### CHALLENGE
Find the line containing "Objective — one marker on every instance of the eyeglasses" in the material below; copy that line and all following lines exactly.

[begin THE DATA]

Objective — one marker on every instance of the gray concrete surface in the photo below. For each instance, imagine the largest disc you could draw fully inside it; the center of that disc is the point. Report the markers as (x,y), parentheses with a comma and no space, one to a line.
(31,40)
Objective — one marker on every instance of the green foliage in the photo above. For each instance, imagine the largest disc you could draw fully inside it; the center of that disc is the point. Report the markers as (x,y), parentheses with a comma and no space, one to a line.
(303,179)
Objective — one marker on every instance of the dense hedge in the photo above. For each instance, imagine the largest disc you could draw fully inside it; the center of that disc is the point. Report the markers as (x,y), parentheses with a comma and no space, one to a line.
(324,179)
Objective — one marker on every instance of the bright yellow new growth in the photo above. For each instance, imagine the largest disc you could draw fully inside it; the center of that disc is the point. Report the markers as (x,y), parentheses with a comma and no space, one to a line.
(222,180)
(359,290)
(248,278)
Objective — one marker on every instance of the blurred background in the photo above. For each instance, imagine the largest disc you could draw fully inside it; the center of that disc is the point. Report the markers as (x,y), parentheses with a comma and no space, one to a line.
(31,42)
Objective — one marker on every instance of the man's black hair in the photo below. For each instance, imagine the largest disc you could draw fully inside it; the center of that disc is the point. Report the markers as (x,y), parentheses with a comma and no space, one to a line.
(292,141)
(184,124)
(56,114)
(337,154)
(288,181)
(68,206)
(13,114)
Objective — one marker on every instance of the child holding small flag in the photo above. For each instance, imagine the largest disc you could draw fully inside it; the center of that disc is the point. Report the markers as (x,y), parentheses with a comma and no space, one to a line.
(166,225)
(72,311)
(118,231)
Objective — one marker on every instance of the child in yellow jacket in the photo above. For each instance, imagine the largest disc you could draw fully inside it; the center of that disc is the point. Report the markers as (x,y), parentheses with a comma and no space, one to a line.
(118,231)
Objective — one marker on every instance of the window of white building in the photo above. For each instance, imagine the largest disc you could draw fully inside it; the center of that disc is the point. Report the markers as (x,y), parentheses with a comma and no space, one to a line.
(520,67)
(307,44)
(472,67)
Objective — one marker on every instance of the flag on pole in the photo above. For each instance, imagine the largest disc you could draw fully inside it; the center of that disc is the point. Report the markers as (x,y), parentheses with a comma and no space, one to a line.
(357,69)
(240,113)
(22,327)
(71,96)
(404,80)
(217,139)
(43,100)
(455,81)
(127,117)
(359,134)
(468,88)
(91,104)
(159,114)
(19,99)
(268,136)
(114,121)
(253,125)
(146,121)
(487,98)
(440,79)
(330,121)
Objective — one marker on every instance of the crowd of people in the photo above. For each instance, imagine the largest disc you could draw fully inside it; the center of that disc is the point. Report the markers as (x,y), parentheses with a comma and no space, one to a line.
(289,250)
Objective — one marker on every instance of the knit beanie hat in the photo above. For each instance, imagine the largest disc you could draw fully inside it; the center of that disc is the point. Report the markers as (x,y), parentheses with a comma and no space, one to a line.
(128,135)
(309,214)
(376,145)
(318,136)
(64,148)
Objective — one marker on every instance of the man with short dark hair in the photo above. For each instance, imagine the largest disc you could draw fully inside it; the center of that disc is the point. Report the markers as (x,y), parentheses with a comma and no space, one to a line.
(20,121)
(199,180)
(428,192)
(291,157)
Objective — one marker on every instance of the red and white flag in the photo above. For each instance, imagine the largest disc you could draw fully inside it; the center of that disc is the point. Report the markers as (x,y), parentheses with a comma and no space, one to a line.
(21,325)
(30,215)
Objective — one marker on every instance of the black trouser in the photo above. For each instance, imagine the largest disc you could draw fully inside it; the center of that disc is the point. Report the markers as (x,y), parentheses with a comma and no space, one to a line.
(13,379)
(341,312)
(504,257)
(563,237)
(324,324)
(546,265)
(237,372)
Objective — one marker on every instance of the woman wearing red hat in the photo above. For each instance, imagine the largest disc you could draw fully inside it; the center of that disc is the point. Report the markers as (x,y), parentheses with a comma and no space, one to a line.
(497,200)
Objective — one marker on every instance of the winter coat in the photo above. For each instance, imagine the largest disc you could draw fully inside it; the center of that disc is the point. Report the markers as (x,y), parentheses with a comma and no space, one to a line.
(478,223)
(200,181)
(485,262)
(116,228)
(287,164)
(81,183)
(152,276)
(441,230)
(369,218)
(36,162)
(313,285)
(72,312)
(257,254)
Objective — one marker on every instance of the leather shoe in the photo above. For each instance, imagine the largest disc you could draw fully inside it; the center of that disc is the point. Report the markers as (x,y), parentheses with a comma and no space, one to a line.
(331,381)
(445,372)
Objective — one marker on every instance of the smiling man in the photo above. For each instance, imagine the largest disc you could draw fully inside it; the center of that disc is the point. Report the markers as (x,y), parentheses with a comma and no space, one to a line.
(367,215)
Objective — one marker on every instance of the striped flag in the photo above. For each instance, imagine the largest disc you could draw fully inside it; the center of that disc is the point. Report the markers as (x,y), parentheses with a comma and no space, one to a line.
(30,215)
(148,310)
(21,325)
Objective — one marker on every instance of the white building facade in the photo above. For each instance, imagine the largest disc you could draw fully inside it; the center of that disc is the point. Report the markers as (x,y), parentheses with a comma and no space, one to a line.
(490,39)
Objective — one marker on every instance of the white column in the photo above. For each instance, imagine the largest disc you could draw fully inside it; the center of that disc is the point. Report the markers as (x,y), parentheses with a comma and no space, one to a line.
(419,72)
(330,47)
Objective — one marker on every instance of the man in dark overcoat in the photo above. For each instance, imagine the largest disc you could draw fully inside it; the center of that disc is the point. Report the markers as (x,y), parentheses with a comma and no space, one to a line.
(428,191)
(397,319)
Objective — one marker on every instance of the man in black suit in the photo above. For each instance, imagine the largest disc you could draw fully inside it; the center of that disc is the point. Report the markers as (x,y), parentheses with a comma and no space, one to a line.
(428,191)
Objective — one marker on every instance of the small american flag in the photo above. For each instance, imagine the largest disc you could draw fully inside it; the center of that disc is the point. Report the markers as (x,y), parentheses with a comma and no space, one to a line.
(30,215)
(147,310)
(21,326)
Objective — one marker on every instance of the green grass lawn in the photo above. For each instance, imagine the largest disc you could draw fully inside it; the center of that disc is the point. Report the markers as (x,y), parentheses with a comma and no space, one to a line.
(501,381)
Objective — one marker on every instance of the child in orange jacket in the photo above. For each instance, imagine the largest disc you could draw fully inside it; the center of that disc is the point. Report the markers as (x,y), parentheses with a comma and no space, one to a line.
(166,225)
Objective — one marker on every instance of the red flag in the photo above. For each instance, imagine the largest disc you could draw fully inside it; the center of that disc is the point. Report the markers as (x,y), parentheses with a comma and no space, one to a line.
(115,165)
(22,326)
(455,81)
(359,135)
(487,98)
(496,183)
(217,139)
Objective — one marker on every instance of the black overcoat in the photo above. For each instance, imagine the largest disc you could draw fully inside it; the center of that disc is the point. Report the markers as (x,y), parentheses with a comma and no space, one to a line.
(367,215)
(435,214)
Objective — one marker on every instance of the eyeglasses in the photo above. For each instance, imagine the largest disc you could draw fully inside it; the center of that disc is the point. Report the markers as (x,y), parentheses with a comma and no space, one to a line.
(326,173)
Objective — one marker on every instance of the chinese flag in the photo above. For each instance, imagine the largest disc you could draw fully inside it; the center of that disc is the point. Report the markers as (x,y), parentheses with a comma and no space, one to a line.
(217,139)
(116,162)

[end THE DATA]

### THE ANSWER
Objective — one marker on every instance of the eyeglasses in the photo above. For each instance, imagine the largest disc you could draw fully inside it; the center of that disc is the point. Report the markers as (x,y), parentheses with a comma and no space, one to a line.
(326,173)
Objective — one marker on every instance of the chinese flag in the photo above. For each instance, imagine the largest disc you could draw fully inside it; the center of that disc is the point. Report the markers as (x,y), parentheses with a comma and no space, one to a line.
(217,139)
(116,162)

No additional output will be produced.